Stored rows:
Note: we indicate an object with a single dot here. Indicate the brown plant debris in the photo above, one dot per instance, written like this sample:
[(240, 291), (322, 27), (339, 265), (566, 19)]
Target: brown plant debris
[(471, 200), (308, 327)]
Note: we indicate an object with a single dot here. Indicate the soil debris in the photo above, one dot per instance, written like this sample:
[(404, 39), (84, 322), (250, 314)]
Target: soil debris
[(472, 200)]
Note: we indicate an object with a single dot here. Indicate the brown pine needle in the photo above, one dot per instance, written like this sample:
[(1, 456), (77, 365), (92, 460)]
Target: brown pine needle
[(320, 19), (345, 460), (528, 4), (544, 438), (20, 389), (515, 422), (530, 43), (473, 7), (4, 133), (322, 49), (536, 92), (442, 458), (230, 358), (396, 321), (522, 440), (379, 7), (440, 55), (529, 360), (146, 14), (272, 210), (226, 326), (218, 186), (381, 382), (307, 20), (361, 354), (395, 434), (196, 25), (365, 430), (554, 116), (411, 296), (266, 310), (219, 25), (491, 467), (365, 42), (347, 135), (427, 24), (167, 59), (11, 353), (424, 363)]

What this task involves:
Copy all of the lines above again, requests included, and rescale every point coordinate in the answers by multiplying it by 0.3 and rounding to a whole number, with halves rounded up. The coordinates in the requests and their format samples stay unchanged.

Task result:
Note: we indicate an object with a single dot here. Indicate the brown plant debris in the photo above, one dot per instance, written like this sample:
[(240, 291), (322, 27), (339, 265), (566, 19)]
Target: brown plant debris
[(141, 60), (92, 98)]
Note: we indicate an object with a single dot here. Indicate the soil debris in the photo above, one dot per instance, written like this sample:
[(404, 39), (84, 322), (250, 314)]
Target: soil debris
[(142, 60)]
Note: we indicate an object with a single dot here. Indicate the brown pine needle in the photo above, one dot per instance, written like this sample:
[(1, 456), (77, 365), (92, 460)]
Target: brown pine needle
[(96, 6), (104, 138), (158, 1), (163, 131), (6, 117), (155, 127), (159, 13), (142, 2), (1, 40), (97, 15), (161, 28), (133, 137), (69, 107), (119, 96), (157, 132), (114, 2), (132, 17), (159, 108), (44, 4), (82, 63), (68, 98), (65, 56), (114, 115), (92, 6), (108, 106), (119, 130), (59, 8), (110, 129), (166, 35), (123, 89), (80, 93), (66, 8), (147, 140), (110, 13), (104, 41), (128, 7), (50, 18), (3, 106), (127, 109)]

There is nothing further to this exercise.